■ Text
Generosity's did not know how to deal with that.
A.P.: They
thought it was really jive. Then we started to sing, and they
started to listen, because we had our shit together.
Now almost ten
years later, Manhattan Transfer no longer play Upper West Side
boites; they'll be at Radio City Music Hall, if you please,
this Saturday and Sunday. After all, they're at the peak of
their popularity thanks to the Top Ten hit "The Boy from
New York City" -- ironically, a song first recorded by
the Ad Libs for Red Bird Records. They no longer dress quite
so flamboyantly; more flush than flashy, you know. They no
longer have Laurel Masse; she was replaced two years ago by
Cheryl Bentyne. But they still have their shit together. As
curators of the pop harmony group tradition, Manhattan
Transfer have made a musical mission out of what might have
remained a nostalgic whim.

■ Source data
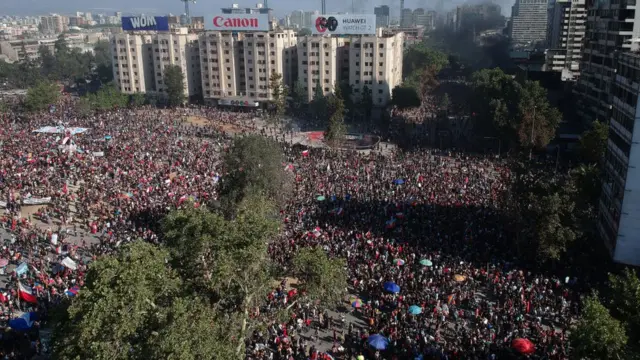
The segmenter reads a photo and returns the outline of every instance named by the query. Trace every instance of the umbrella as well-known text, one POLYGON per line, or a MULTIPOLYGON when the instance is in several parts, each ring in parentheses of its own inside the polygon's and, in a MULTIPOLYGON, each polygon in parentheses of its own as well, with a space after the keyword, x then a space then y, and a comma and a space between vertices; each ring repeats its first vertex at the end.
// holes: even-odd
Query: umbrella
POLYGON ((400 292, 400 286, 398 286, 398 284, 388 281, 386 283, 384 283, 384 289, 390 293, 399 293, 400 292))
POLYGON ((431 260, 422 259, 422 260, 420 260, 420 265, 422 265, 422 266, 433 266, 433 263, 431 262, 431 260))
POLYGON ((466 279, 466 277, 464 277, 464 275, 460 275, 460 274, 453 275, 453 280, 455 280, 457 282, 462 282, 465 279, 466 279))
POLYGON ((513 340, 513 342, 511 343, 511 347, 513 347, 517 352, 524 355, 533 354, 536 351, 536 346, 533 345, 531 340, 523 338, 513 340))
POLYGON ((384 350, 389 346, 389 340, 380 334, 375 334, 369 336, 367 344, 376 350, 384 350))

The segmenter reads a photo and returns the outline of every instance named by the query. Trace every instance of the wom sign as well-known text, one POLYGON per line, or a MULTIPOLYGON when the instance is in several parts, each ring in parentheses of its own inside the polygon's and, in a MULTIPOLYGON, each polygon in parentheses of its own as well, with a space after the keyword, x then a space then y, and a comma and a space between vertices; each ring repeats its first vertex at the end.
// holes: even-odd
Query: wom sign
POLYGON ((205 29, 218 31, 269 31, 267 14, 228 14, 207 17, 205 29))
POLYGON ((123 16, 122 30, 169 31, 169 18, 167 16, 123 16))

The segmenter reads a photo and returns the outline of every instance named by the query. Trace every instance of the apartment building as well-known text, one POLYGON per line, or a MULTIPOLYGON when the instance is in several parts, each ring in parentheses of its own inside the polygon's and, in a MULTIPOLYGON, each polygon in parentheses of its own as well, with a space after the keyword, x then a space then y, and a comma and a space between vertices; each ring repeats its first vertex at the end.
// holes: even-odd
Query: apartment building
POLYGON ((586 20, 585 0, 557 0, 550 10, 546 69, 561 72, 562 80, 580 76, 586 20))
POLYGON ((298 38, 298 82, 307 89, 309 100, 313 99, 317 86, 327 95, 336 83, 349 76, 349 49, 345 40, 329 36, 298 38))
POLYGON ((59 34, 69 30, 69 19, 66 16, 50 15, 40 17, 40 31, 44 34, 59 34))
POLYGON ((185 95, 202 94, 199 38, 187 28, 118 33, 112 36, 111 45, 114 80, 123 93, 165 92, 164 70, 177 65, 184 74, 185 95))
POLYGON ((616 262, 640 266, 640 53, 619 52, 612 60, 611 117, 597 226, 616 262))
POLYGON ((350 39, 348 80, 354 97, 361 96, 367 87, 375 106, 385 106, 391 100, 391 91, 402 83, 403 44, 403 33, 350 39))
POLYGON ((272 99, 269 77, 281 73, 285 85, 297 77, 296 33, 207 31, 201 35, 200 66, 207 102, 227 98, 264 102, 272 99))
POLYGON ((610 117, 614 55, 629 51, 640 37, 635 0, 604 0, 587 11, 580 78, 574 88, 576 112, 585 124, 610 117))
POLYGON ((511 43, 535 47, 547 39, 548 0, 516 0, 511 8, 511 43))

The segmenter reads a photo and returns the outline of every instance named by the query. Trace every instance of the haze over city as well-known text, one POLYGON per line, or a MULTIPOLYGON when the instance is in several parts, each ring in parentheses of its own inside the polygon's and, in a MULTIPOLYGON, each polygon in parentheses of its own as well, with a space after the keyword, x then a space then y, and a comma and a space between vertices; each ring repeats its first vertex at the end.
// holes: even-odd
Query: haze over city
MULTIPOLYGON (((220 10, 220 7, 230 6, 231 3, 237 3, 241 7, 253 6, 256 3, 261 2, 258 0, 248 1, 197 1, 196 4, 191 5, 192 14, 204 15, 208 13, 215 13, 220 10)), ((444 10, 450 10, 457 5, 463 3, 479 3, 481 1, 445 1, 443 3, 444 10)), ((507 15, 511 11, 511 5, 513 1, 501 0, 494 1, 502 8, 502 13, 507 15)), ((389 5, 392 9, 399 8, 399 0, 393 1, 366 1, 355 0, 355 8, 362 13, 373 13, 373 8, 379 5, 389 5)), ((407 8, 435 8, 436 1, 427 0, 407 0, 405 7, 407 8)), ((320 0, 272 0, 269 1, 269 7, 274 9, 277 15, 284 15, 292 10, 310 10, 320 9, 320 0)), ((350 11, 350 1, 339 0, 327 0, 327 9, 329 12, 338 11, 350 11)), ((179 0, 137 0, 134 3, 127 0, 112 0, 112 1, 100 1, 100 0, 3 0, 0 7, 0 15, 40 15, 45 13, 72 13, 76 11, 91 11, 91 12, 115 12, 121 11, 123 14, 150 14, 150 15, 162 15, 166 13, 181 14, 184 11, 184 6, 179 0)))

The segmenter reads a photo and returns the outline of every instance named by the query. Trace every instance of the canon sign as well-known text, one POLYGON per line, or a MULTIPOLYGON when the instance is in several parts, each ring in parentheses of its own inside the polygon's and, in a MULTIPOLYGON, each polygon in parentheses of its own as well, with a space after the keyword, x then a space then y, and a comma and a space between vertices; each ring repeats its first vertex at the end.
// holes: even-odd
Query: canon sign
POLYGON ((207 19, 205 28, 219 31, 269 31, 269 15, 214 15, 207 19))

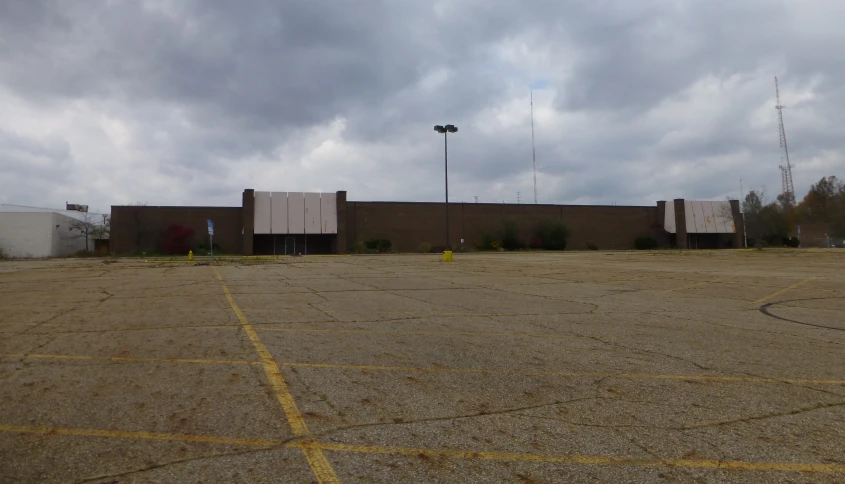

■ Problems to work on
• a. Copy everything in the Manhattan Transfer article from "Now almost ten" down to "a nostalgic whim.".
• b. According to the Manhattan Transfer article, who replaced Laurel Masse in the group?
The lines have nothing to do with the Manhattan Transfer article.

■ Responses
• a.
Now almost ten
years later, Manhattan Transfer no longer play Upper West Side
boites; they'll be at Radio City Music Hall, if you please,
this Saturday and Sunday. After all, they're at the peak of
their popularity thanks to the Top Ten hit "The Boy from
New York City" -- ironically, a song first recorded by
the Ad Libs for Red Bird Records. They no longer dress quite
so flamboyantly; more flush than flashy, you know. They no
longer have Laurel Masse; she was replaced two years ago by
Cheryl Bentyne. But they still have their shit together. As
curators of the pop harmony group tradition, Manhattan
Transfer have made a musical mission out of what might have
remained a nostalgic whim.

• b. Cheryl Bentyne replaced her two years ago.